### What is being asked
Print the listing below in its entirety, character for character.

-- Material provided follows --

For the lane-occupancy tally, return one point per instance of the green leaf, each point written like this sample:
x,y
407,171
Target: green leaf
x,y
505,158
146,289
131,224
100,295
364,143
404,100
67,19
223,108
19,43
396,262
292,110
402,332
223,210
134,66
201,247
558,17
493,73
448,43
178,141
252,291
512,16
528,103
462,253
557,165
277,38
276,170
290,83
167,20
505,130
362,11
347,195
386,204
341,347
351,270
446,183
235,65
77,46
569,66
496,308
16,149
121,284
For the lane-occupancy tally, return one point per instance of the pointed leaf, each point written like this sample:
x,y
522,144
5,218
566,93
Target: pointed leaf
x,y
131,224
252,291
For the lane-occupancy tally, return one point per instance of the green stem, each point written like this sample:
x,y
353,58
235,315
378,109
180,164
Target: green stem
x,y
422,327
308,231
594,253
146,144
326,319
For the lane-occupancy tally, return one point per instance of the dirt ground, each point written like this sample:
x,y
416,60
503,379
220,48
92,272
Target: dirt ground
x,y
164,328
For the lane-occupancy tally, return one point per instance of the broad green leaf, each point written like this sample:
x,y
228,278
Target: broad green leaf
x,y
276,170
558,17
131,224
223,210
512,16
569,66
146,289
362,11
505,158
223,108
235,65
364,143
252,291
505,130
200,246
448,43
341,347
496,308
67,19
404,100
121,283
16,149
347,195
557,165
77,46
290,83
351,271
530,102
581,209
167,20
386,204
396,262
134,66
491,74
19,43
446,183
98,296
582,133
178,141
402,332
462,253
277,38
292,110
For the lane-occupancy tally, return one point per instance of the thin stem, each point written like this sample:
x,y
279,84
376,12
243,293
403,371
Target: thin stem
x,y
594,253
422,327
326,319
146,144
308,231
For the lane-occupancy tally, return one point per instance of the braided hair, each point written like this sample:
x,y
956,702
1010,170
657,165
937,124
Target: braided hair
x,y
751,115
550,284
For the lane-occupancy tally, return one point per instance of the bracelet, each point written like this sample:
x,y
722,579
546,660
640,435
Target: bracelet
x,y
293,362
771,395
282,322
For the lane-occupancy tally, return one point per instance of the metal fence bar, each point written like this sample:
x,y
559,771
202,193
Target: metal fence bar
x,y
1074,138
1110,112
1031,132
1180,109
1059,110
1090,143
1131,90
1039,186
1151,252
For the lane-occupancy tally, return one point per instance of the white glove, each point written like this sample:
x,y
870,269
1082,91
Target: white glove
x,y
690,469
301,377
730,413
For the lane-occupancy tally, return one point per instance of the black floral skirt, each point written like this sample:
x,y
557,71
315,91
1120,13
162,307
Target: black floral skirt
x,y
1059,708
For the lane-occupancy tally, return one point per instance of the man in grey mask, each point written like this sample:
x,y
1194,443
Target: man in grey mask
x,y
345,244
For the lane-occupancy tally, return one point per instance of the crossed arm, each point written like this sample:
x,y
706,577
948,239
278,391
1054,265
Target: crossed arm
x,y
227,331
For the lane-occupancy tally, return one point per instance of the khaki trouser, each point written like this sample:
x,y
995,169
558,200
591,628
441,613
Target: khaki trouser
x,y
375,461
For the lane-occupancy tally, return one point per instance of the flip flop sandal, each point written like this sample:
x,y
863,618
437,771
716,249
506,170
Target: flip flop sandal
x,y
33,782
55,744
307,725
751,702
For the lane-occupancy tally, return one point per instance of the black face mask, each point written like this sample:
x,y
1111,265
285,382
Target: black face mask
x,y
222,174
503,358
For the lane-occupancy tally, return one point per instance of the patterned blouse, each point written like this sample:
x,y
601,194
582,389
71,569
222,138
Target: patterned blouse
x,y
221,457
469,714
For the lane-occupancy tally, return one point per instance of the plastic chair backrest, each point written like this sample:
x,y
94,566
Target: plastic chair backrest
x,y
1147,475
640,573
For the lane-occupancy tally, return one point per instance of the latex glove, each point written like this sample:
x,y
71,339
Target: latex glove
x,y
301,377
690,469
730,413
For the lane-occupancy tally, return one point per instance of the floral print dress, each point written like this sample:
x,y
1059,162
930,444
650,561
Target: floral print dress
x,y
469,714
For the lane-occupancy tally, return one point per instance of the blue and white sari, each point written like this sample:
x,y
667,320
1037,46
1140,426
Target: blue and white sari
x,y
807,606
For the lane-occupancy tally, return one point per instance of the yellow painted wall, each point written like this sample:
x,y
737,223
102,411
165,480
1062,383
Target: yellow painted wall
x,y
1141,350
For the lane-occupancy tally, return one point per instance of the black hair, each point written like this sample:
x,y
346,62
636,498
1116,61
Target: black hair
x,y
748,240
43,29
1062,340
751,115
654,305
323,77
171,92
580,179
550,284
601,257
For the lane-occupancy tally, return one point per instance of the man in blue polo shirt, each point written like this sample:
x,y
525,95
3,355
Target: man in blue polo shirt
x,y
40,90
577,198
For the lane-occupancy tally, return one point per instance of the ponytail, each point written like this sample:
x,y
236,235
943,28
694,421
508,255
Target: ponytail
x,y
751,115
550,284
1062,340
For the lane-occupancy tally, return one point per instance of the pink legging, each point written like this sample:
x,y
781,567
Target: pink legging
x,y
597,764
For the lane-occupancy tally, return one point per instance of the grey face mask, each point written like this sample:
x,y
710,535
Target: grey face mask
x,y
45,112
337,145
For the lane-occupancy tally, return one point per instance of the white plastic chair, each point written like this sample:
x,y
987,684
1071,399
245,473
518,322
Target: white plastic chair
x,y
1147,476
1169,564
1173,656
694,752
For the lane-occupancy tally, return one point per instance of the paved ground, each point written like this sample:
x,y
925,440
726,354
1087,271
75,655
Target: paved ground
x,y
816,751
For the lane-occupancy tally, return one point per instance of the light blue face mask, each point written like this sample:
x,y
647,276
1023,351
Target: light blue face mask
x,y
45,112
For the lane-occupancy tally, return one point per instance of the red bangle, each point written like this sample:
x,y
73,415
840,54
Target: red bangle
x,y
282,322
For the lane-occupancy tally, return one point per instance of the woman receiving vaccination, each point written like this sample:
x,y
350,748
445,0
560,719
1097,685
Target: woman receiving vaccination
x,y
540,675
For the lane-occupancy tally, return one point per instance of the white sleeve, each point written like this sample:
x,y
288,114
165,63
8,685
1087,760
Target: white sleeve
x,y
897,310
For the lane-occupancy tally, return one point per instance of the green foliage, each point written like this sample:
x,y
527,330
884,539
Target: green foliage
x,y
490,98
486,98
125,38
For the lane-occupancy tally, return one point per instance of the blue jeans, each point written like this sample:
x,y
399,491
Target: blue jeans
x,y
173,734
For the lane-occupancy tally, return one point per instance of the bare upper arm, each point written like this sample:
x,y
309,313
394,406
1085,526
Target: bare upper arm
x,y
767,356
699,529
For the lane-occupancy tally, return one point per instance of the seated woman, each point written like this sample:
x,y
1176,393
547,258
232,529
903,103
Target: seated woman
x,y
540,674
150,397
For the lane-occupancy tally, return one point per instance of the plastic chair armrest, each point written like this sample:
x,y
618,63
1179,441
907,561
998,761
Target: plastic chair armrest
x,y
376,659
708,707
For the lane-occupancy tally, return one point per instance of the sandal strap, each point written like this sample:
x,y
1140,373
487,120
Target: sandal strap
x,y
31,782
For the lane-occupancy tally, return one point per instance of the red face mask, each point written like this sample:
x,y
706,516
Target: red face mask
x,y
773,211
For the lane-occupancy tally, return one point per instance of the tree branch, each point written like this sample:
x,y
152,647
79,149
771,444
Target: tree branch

-- Material provided concluded --

### Answer for the task
For the lane-occupancy tally, return one point per instance of the green leaf, each point written like this sample:
x,y
407,171
Target: green leaf
x,y
505,158
146,289
131,224
100,295
364,143
404,100
67,19
223,108
19,43
396,262
292,110
402,332
223,210
134,66
201,247
558,17
493,73
448,43
178,141
252,291
512,16
528,103
462,253
557,165
277,38
276,170
290,83
167,20
505,130
362,11
347,195
386,204
341,347
351,270
446,183
235,65
77,46
569,66
496,308
16,149
121,284
For the lane-occupancy tally, return one point per instance of the pointed leaf, each point written like this sample:
x,y
522,144
5,218
566,93
Target: pointed leaf
x,y
131,224
252,291
For the lane-occupancy tally, return one point per instance of the green stem, each point written like this sample:
x,y
353,58
235,315
378,109
180,164
Target: green stem
x,y
422,327
308,231
594,253
146,144
326,319
For the lane-occupancy tally, return one point per instance of the dirt ground, each point written like this sample:
x,y
416,60
503,379
220,48
92,272
Target: dirt ground
x,y
164,328
For the lane-occupancy tally, return one point per instance of the broad green leaf, each point written like this sample:
x,y
228,278
Target: broad green leaf
x,y
276,170
558,17
131,224
223,210
512,16
569,66
146,289
362,11
505,158
223,108
235,65
364,143
252,291
505,130
200,246
448,43
341,347
496,308
67,19
404,100
121,283
16,149
347,195
557,165
77,46
290,83
351,271
530,102
581,209
167,20
386,204
396,262
134,66
491,74
19,43
446,183
98,296
582,133
178,141
402,332
462,253
277,38
292,110
For the lane-occupancy tally, return one point per instance of the thin stem, each point written like this sample:
x,y
279,84
376,12
243,293
403,371
Target: thin stem
x,y
594,253
422,327
326,319
146,144
308,231
For the lane-occupancy tally, return one point per instance of the braided hair, each point written like this sample:
x,y
956,702
1010,170
657,165
937,124
Target: braided hair
x,y
751,115
550,284
For the lane-occupancy tally, return one point per instance of the bracelet, each point written like this sample:
x,y
722,579
546,660
640,435
Target: bracelet
x,y
293,362
771,395
282,322
For the lane-occupancy tally, return one point per instance of the metal fence bar, each point written like this sample:
x,y
559,771
202,193
Target: metal fence bar
x,y
1074,138
1110,112
1031,132
1180,109
1059,110
1090,143
1131,90
1039,186
1151,252
For the lane-occupancy tally, return one point per instance of the white glove, each point written like this sample:
x,y
870,269
1082,91
Target: white glove
x,y
690,469
301,377
730,413
For the lane-occupancy tally, return one point per instance of the black floral skirt, each point written like this sample:
x,y
557,71
315,91
1120,13
162,307
Target: black floral skirt
x,y
1059,708
For the lane-occupancy tally, return one point per instance of the man in grey mask, each point written like this sample:
x,y
1194,443
Target: man in grey mask
x,y
345,244
For the lane-occupancy tally, return one point per instance of the crossed arm, each point written like this sample:
x,y
706,577
948,239
278,391
1054,265
Target: crossed arm
x,y
227,331
For the lane-occupancy tally, return one point per instance of the khaki trouser, each point written like this sample:
x,y
995,169
558,200
591,628
441,613
Target: khaki trouser
x,y
375,461
For the lane-occupancy tally, return one point per instance of the flip flop sandal, each point written like this sample:
x,y
863,618
437,771
716,249
506,170
Target: flip flop sandal
x,y
33,782
55,744
307,725
751,702
For the lane-occupancy tally, return one point per instance of the black face mask, each point written like this sample:
x,y
1111,265
285,382
Target: black face mask
x,y
222,174
503,358
For the lane-occupancy tally, return one point per instance of the patterned blouse, each point written like this sample:
x,y
601,194
582,389
71,569
222,138
Target: patterned blouse
x,y
221,457
469,714
For the lane-occupancy tally, return one point per instance of the plastic chair backrest, each point written like this sample:
x,y
94,566
Target: plastic chair backrest
x,y
1147,475
640,573
For the lane-occupancy tally, return one point per instance of the latex glove, each point written like this sample:
x,y
71,339
Target: latex glove
x,y
301,377
690,469
730,413
For the lane-occupancy tally, return one point per instance of the floral print dress, each point written like this sample:
x,y
1059,162
930,444
650,561
Target: floral print dress
x,y
469,714
For the lane-occupancy tally, return one point per instance of the blue and white sari, each point written like this sample:
x,y
667,320
1037,46
1140,426
Target: blue and white sari
x,y
807,606
For the lane-occupancy tally, return one point per instance of the yellow painted wall, each point written like this sample:
x,y
737,223
102,411
165,480
1062,383
Target: yellow painted wall
x,y
1141,350
For the lane-occupancy tally, return one point per instance of the black hair, each point written like this sample:
x,y
346,62
636,498
1116,61
Target: black hair
x,y
748,240
43,29
1062,340
751,115
654,305
323,77
171,92
580,179
550,284
601,257
For the lane-occupancy tally, return one point per instance of the man in blue polo shirt, each point written like this sample:
x,y
525,95
3,355
Target: man in blue polo shirt
x,y
40,90
577,198
For the lane-occupancy tally, return one point per instance of the ponytail, each point written like this sample:
x,y
236,235
943,28
694,421
508,255
Target: ponytail
x,y
751,115
550,284
1062,340
For the lane-occupancy tally, return one point per instance of the pink legging, each point written like this sample:
x,y
781,567
Target: pink legging
x,y
597,764
For the lane-occupancy tally, return one point per instance of the grey face mask, each point written like this sample:
x,y
710,535
Target: grey face mask
x,y
45,112
337,145
For the lane-occupancy tally, return one point per instance of the white plastic chair, each point written like this sample:
x,y
987,684
1071,399
245,473
518,322
Target: white plastic chair
x,y
1147,476
1169,564
1173,656
694,752
For the lane-occupancy tally, return one point per instance of the paved ground, each point written like this sample:
x,y
925,440
726,354
1087,271
75,655
Target: paved ground
x,y
816,751
For the lane-occupancy tally, return one point per instance of the light blue face mask, each point written like this sample:
x,y
647,276
1023,351
Target: light blue face mask
x,y
45,112
For the lane-occupancy tally, return one point per instance of the red bangle, each point written like this sample:
x,y
73,415
840,54
Target: red bangle
x,y
282,322
For the lane-occupancy tally, return one point per instance of the woman receiving vaccination, each point written like this sample:
x,y
350,748
445,0
560,719
1097,685
Target: woman receiving vaccination
x,y
540,675
For the lane-occupancy tally, return one point per instance of the white sleeve, each point written like this sample:
x,y
288,114
165,63
8,685
1087,760
Target: white sleeve
x,y
897,310
For the lane-occupancy tally, return one point per instance of the green foliage, each point written like this sample:
x,y
527,330
884,539
Target: green foliage
x,y
490,98
486,98
125,38
For the lane-occupancy tally, return one point per instance of the blue jeans, each point written like this sample:
x,y
399,491
Target: blue jeans
x,y
173,734
For the lane-occupancy tally, return one point per instance of the bare upper arm, each point written like this sample:
x,y
309,313
394,406
1085,526
Target: bare upper arm
x,y
767,356
699,529
For the lane-occupancy tally, return one point per instance of the seated woman, each point written like this sample:
x,y
1176,393
547,258
232,529
903,103
Target: seated woman
x,y
540,674
150,397
For the lane-occupancy tally, return one point per instance of the plastic chair armrest, each point written like this sample:
x,y
618,63
1179,441
907,561
998,761
Target: plastic chair armrest
x,y
376,659
708,707
For the lane-occupancy tally, return one point per instance of the sandal strap, each point written like this sample:
x,y
1140,373
487,120
Target: sandal strap
x,y
31,782
For the lane-occupancy tally, return one point per instance of the red face mask, each point written like this sample:
x,y
706,516
Target: red face mask
x,y
773,211
For the lane-occupancy tally, return one point per instance of the tree branch, each point written like this sample:
x,y
152,647
79,149
771,444
Target: tree branch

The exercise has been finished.